# [GIVEN DATA]
<<<<
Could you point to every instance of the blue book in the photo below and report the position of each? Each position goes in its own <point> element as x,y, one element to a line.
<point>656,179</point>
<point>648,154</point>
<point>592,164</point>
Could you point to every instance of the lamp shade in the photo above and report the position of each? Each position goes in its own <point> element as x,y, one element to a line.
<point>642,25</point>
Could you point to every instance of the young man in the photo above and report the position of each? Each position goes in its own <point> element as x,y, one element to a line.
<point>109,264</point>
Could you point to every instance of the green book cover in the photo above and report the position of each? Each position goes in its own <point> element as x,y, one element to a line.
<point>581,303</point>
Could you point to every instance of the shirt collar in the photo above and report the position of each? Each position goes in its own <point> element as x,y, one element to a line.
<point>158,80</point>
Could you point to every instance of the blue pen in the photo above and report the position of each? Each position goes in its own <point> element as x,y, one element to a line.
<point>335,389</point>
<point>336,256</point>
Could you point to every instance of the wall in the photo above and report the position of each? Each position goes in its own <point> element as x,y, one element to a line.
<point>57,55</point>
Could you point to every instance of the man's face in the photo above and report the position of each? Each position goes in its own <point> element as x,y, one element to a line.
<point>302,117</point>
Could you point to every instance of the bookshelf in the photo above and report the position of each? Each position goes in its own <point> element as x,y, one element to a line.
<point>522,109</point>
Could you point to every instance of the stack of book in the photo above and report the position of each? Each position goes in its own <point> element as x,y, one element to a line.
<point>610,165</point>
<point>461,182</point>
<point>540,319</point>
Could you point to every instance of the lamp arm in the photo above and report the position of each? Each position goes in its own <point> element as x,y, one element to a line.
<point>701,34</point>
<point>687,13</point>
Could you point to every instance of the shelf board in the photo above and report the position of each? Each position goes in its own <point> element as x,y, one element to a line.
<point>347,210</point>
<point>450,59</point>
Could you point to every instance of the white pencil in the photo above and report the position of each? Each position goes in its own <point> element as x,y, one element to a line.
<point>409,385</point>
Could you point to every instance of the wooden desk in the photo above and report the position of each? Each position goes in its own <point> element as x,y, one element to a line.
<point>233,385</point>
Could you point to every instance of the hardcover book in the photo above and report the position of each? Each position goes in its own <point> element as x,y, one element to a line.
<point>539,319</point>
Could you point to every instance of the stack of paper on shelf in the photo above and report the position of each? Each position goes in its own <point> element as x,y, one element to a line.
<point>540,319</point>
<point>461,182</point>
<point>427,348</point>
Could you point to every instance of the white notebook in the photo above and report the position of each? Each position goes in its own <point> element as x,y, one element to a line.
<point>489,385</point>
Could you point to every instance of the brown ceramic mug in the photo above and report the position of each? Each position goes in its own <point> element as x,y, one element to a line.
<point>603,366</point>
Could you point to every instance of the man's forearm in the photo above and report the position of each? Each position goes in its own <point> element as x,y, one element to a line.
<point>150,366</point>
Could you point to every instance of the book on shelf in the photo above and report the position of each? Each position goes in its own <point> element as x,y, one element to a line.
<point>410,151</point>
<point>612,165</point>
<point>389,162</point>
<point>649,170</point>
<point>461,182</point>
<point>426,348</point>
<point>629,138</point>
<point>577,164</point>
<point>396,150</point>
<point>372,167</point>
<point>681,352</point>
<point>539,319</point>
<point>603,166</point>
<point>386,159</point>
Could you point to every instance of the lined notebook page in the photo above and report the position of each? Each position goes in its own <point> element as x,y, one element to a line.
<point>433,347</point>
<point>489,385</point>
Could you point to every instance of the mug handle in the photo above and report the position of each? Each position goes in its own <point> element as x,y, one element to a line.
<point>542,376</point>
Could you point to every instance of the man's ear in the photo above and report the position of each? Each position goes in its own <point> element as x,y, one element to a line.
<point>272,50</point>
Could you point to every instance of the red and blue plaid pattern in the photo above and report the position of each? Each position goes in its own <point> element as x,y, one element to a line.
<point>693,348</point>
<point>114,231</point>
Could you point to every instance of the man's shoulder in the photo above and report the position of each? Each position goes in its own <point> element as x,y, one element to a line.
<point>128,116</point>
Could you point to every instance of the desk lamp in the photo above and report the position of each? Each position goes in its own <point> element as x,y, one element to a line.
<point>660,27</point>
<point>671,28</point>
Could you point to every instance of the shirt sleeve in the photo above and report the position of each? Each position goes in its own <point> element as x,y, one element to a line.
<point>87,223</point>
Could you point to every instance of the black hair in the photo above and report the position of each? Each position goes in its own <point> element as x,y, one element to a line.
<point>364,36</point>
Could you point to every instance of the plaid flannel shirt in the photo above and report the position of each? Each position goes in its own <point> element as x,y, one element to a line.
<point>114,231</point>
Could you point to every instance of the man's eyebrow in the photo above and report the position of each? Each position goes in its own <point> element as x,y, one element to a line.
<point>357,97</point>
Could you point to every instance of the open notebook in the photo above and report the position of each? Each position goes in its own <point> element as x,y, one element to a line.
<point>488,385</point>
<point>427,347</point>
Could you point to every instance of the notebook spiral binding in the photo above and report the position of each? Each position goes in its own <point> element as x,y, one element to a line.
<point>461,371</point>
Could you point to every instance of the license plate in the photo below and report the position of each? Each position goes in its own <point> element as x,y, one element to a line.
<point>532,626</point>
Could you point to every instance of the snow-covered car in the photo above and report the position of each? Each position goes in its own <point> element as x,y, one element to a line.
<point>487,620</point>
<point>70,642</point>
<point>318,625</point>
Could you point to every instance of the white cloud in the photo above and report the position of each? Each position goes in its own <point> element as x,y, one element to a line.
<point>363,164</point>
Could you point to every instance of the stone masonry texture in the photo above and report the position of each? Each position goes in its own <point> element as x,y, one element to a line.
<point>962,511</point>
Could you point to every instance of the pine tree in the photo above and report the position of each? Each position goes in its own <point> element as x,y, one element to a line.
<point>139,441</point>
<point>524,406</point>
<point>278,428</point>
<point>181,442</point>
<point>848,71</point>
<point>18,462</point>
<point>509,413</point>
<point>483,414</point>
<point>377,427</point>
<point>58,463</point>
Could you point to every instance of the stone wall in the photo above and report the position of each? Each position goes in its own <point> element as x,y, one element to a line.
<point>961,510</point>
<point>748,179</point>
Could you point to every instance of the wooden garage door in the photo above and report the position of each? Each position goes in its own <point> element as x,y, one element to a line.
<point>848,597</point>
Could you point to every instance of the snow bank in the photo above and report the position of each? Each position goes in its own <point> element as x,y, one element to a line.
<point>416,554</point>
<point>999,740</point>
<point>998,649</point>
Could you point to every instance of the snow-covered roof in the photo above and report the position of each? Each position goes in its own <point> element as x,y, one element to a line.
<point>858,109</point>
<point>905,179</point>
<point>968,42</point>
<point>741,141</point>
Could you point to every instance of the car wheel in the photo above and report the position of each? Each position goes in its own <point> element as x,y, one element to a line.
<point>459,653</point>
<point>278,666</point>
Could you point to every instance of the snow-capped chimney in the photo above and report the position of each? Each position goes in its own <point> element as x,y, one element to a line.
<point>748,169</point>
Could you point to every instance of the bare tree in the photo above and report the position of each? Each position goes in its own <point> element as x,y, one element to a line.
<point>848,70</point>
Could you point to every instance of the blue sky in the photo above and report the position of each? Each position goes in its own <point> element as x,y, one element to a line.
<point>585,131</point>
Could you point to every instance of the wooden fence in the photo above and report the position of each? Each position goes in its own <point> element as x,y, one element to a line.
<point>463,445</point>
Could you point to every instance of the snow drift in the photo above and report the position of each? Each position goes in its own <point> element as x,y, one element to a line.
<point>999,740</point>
>>>>
<<<<
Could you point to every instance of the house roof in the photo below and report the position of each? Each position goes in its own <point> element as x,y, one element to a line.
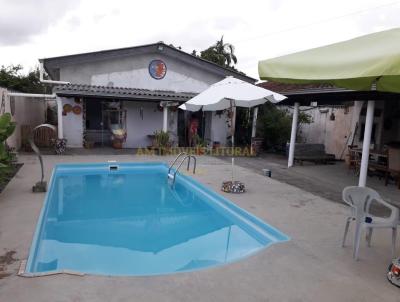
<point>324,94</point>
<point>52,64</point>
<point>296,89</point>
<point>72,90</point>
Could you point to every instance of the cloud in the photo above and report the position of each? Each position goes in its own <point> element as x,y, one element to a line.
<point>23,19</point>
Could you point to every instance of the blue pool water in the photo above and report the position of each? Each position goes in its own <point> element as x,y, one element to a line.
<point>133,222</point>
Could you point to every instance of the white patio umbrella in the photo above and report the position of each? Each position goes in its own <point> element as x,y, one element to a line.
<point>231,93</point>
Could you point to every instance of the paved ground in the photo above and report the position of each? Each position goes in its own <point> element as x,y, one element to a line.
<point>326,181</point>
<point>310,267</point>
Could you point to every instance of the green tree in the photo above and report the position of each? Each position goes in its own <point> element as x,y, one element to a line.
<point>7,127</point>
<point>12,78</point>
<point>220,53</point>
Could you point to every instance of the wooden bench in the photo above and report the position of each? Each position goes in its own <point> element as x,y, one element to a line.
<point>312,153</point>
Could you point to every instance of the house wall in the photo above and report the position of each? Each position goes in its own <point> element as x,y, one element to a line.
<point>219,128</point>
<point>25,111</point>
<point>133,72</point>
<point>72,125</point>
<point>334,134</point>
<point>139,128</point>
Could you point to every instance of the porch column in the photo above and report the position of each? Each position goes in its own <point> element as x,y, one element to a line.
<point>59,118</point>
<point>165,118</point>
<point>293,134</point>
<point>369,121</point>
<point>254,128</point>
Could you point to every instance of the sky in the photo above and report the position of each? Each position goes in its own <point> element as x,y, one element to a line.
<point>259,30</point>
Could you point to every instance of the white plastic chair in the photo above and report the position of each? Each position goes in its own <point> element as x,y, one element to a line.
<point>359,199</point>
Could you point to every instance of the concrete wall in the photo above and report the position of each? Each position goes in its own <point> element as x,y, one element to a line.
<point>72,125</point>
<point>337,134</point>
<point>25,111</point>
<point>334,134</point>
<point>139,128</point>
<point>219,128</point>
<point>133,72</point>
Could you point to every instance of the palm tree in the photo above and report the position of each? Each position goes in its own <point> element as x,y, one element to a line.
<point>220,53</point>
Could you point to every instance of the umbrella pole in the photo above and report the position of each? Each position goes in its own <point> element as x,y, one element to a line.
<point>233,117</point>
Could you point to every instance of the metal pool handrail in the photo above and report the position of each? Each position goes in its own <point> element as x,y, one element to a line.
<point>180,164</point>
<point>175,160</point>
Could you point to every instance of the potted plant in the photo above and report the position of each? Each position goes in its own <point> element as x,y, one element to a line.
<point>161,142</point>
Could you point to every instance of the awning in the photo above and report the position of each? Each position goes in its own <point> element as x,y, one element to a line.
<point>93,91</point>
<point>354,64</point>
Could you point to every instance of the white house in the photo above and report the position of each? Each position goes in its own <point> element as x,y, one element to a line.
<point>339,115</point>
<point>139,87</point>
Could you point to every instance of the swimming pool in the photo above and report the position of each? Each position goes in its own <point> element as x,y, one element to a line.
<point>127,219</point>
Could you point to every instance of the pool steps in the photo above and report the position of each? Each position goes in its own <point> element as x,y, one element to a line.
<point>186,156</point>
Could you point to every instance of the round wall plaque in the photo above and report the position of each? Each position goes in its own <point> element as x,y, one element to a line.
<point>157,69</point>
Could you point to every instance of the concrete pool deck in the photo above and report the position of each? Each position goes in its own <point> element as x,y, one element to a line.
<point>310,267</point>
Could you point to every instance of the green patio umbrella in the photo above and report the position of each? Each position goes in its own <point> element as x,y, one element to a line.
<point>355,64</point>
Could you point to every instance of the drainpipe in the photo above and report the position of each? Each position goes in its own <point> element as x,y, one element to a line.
>>>>
<<<<
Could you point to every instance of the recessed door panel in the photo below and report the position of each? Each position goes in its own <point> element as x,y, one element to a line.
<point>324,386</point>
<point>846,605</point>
>>>>
# [WHAT THE TASK ASKS]
Please copy out the rows above word for word, from the row containing "Could you point to every instance of the blue book" through the row containing "<point>592,164</point>", both included.

# [PROBLEM SOLUTION]
Could you point to every instance of the blue book in the photo below and report the position of each? Each position goes in its own <point> element as x,y, one element to a line.
<point>656,179</point>
<point>648,154</point>
<point>592,164</point>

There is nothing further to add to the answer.